Directions for this task: Transcribe the listing word for word.

Data for this exercise:
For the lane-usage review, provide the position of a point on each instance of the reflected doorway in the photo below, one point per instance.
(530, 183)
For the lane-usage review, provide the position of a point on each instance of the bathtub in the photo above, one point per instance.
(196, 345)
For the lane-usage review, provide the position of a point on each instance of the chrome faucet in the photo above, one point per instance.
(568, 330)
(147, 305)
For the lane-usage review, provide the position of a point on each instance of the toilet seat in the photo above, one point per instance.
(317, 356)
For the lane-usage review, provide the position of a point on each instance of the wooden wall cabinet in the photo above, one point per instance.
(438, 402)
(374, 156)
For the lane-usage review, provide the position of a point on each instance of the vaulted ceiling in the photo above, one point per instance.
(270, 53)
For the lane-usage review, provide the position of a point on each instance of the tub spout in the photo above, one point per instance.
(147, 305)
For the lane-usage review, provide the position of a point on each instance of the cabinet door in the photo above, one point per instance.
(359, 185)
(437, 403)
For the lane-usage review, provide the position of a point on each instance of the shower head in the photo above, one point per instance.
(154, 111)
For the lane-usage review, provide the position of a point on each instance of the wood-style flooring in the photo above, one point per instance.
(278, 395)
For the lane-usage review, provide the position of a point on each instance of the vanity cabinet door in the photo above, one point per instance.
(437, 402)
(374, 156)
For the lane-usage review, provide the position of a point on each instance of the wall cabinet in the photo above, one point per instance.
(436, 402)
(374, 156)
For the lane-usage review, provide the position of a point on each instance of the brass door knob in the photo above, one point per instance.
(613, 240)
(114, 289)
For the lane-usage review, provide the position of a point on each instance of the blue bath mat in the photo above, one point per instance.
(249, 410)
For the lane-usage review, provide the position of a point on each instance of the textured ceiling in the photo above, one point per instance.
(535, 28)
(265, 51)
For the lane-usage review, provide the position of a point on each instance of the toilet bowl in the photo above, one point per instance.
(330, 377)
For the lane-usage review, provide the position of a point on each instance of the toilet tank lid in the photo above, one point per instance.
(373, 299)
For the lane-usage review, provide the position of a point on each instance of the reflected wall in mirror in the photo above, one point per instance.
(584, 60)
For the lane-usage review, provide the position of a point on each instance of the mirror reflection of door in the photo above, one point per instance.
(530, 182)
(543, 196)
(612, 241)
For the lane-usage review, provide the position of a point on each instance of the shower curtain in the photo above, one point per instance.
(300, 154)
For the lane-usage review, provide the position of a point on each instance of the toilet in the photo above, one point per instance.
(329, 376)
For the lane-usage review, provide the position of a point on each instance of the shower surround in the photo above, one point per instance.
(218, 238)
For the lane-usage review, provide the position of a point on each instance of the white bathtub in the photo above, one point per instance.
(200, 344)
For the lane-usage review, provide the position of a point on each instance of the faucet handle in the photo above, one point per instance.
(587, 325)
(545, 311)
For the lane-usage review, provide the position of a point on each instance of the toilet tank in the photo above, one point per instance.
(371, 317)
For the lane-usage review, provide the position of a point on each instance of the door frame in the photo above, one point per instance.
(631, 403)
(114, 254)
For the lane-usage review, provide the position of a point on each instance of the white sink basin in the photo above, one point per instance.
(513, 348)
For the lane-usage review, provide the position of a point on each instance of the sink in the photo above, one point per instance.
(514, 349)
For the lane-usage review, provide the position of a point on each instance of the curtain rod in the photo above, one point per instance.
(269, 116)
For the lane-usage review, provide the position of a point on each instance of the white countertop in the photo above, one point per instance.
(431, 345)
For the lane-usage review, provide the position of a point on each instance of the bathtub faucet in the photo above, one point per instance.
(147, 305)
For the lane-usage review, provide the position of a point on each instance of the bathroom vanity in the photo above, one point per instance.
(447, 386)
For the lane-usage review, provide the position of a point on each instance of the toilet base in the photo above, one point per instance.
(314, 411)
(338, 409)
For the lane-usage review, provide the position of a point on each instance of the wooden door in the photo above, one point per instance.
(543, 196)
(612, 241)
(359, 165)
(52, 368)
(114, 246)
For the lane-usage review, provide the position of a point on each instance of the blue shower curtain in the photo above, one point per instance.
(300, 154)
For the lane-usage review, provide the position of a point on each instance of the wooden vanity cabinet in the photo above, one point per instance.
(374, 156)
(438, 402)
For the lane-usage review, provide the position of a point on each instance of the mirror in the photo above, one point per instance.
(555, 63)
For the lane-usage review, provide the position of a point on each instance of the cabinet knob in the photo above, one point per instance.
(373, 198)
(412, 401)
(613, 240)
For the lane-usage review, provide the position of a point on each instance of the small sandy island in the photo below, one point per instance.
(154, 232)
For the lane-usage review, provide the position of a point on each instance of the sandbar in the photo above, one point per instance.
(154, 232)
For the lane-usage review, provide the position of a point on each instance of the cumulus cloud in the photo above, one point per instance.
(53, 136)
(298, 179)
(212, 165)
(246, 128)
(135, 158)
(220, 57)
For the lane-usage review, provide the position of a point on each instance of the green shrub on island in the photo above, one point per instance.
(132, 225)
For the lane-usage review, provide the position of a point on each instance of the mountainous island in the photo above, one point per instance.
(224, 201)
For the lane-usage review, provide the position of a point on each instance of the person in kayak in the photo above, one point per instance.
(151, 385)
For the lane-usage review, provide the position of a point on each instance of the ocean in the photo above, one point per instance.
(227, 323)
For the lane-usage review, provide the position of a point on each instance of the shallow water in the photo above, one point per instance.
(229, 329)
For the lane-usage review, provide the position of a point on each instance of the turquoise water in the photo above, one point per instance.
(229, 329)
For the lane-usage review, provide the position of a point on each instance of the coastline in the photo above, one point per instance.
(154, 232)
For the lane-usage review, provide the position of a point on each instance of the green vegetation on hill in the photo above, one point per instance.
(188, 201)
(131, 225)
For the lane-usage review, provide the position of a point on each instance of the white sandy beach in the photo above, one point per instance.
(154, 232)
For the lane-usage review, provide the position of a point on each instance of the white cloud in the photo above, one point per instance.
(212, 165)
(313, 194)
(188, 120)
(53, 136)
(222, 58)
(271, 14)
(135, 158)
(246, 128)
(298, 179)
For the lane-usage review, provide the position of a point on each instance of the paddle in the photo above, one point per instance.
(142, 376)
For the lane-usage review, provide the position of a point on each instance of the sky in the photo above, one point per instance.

Response for this exercise:
For the lane-usage review, provide the position of a point on each instance of the reflected doorway in the photo below, one point per instance.
(530, 183)
For the lane-usage review, provide the position of a point on each instance of the bathtub in the photo above, one point per instance.
(196, 345)
For the lane-usage review, provide the position of a point on each instance of the chrome faucet in the photo above, one point per instance.
(568, 330)
(147, 305)
For the lane-usage review, provide the position of a point on each instance of the toilet seat in the photo above, one point per instance.
(317, 356)
For the lane-usage review, provide the position of a point on each instance of the wooden wall cabinet in the photo above, one point per instance.
(438, 402)
(374, 156)
For the lane-usage review, provide the position of a point on each instance of the vaulted ceiling in the photo above, one point per instance.
(270, 53)
For the lane-usage review, provide the position of a point on each instance of the tub spout in the photo above, one point per instance.
(147, 305)
For the lane-usage review, provide the position of a point on each instance of the cabinet door in the photo above, one point per instance.
(359, 185)
(437, 403)
For the lane-usage review, provide the position of a point on each instance of the shower head in the photo above, one point per instance.
(154, 111)
For the lane-usage review, provide the position of a point on each instance of the wood-style flooring in the photo above, one point per instance.
(278, 395)
For the lane-usage review, provide the position of a point on each instance of the vanity cabinet door in the photo above, one point per instance.
(437, 402)
(374, 156)
For the lane-usage review, provide the position of a point on each instance of the wall cabinet in the photo above, one point per instance.
(436, 402)
(374, 156)
For the lane-usage review, provide the position of a point on each instance of the brass door knob in the photo above, one point per instance.
(613, 240)
(114, 289)
For the lane-usage review, provide the position of a point on each instance of the blue bath mat in the photo above, one point per instance.
(249, 410)
For the lane-usage review, provide the position of a point on each instance of the textured ceiling in the photo above, one point per instance.
(535, 28)
(265, 51)
For the lane-usage review, provide the position of a point on each instance of the toilet bowl in the photo above, one point per instance.
(330, 377)
For the lane-usage review, provide the position of a point on each instance of the toilet tank lid in the photo above, one point per instance.
(373, 299)
For the lane-usage review, provide the position of a point on each instance of the reflected wall in mirror in the photo above, one point per instance.
(584, 60)
For the lane-usage review, provide the position of a point on each instance of the mirror reflection of door in the photo above, one point per instance.
(530, 182)
(543, 196)
(612, 241)
For the lane-usage review, provide the position of a point on each instance of the shower curtain in the photo above, one point per instance.
(300, 154)
For the lane-usage review, provide the position of a point on each instance of the toilet in the photo above, one point per instance.
(329, 376)
For the lane-usage review, provide the position of a point on each instance of the shower surround in the photo above, one point per instance.
(218, 238)
For the lane-usage review, provide the position of a point on each instance of the white bathtub in the photo above, one point per instance.
(200, 344)
For the lane-usage review, provide the position of a point on each instance of the faucet handle in the photo above, one point per instance.
(587, 325)
(545, 311)
For the lane-usage review, provide the position of a point on each instance of the toilet tank in the photo above, one point per instance.
(371, 317)
For the lane-usage review, provide the position of a point on each instance of the door frame in the photo above, one point per instance.
(631, 403)
(114, 254)
For the lane-usage review, provide the position of a point on each instance of the white sink basin in the photo above, one point per instance.
(513, 348)
For the lane-usage review, provide the position of a point on each instance of the sink in the photo above, one point per instance.
(514, 349)
For the lane-usage review, provide the position of a point on each instance of the curtain rod in the photo above, one point per instance.
(269, 116)
For the lane-usage review, provide the position of a point on each instance of the white countertop in the photo above, one point per instance.
(431, 345)
For the lane-usage review, provide the position of a point on each instance of the bathtub faucet in the photo above, one point per instance.
(147, 305)
For the lane-usage review, provide the position of a point on each instance of the bathroom vanity in the photo above, one point per instance.
(447, 386)
For the lane-usage review, provide the position of a point on each instance of the toilet base in the photo above, one point per instance.
(314, 411)
(338, 409)
For the lane-usage review, provide the position of a point on each instance of the wooden door in the photo above, one point per instance.
(543, 196)
(612, 241)
(359, 165)
(52, 368)
(114, 246)
For the lane-usage review, provide the position of a point on each instance of the blue shower curtain in the photo above, one point per instance.
(300, 154)
For the lane-usage review, provide the position of a point on each instance of the wooden vanity cabinet in the photo above, one point per instance.
(374, 156)
(438, 402)
For the lane-usage review, provide the position of a point on each instance of the mirror in the photo above, one point per instance.
(555, 63)
For the lane-usage review, provide the position of a point on each instance of the cabinet knob in the photo above, one point per instance.
(373, 198)
(412, 401)
(613, 240)
For the lane-usage review, provide the position of a point on each instance of the small sandy island in the photo below, one point per instance.
(154, 232)
For the lane-usage review, provide the position of a point on each instance of the sandbar in the photo above, one point per instance.
(154, 232)
For the lane-usage review, provide the position of a point on each instance of the cumulus cloud in the photo above, one point per instance.
(53, 136)
(298, 179)
(212, 165)
(246, 128)
(135, 158)
(220, 57)
For the lane-usage review, provide the position of a point on each instance of the green shrub on island in the photo above, one point per instance.
(132, 225)
For the lane-usage review, provide the position of a point on each instance of the mountainous island in the photo above, one point per instance.
(224, 201)
For the lane-usage review, provide the position of a point on each instance of the person in kayak in the photo above, one point per instance.
(151, 385)
For the lane-usage review, provide the position of a point on each instance of the ocean in the photo above, one point per instance.
(227, 323)
For the lane-usage review, provide the position of a point on each instance of the shallow water in the photo above, one point per instance.
(229, 329)
For the lane-usage review, provide the position of a point on each instance of the turquoise water in the photo above, one point per instance.
(229, 329)
For the lane-usage review, provide the position of a point on each instance of the coastline in the photo above, one point per instance.
(154, 232)
For the lane-usage review, provide the position of a point on each instance of the green vegetation on hill in the photo above, one point per instance.
(188, 201)
(131, 225)
For the lane-usage review, provide the position of a point on each instance of the white sandy beach in the photo above, one point per instance.
(154, 232)
For the lane-usage review, provide the position of a point on each instance of the white cloud in the photo above, one point per instance.
(212, 165)
(313, 194)
(188, 120)
(53, 136)
(222, 58)
(271, 14)
(135, 158)
(246, 128)
(298, 179)
For the lane-usage review, provide the position of a point on each instance of the paddle in the photo above, one point per instance.
(142, 376)
For the lane-usage review, provide the position of a point on each instance of the sky in the photo above, one point per instance.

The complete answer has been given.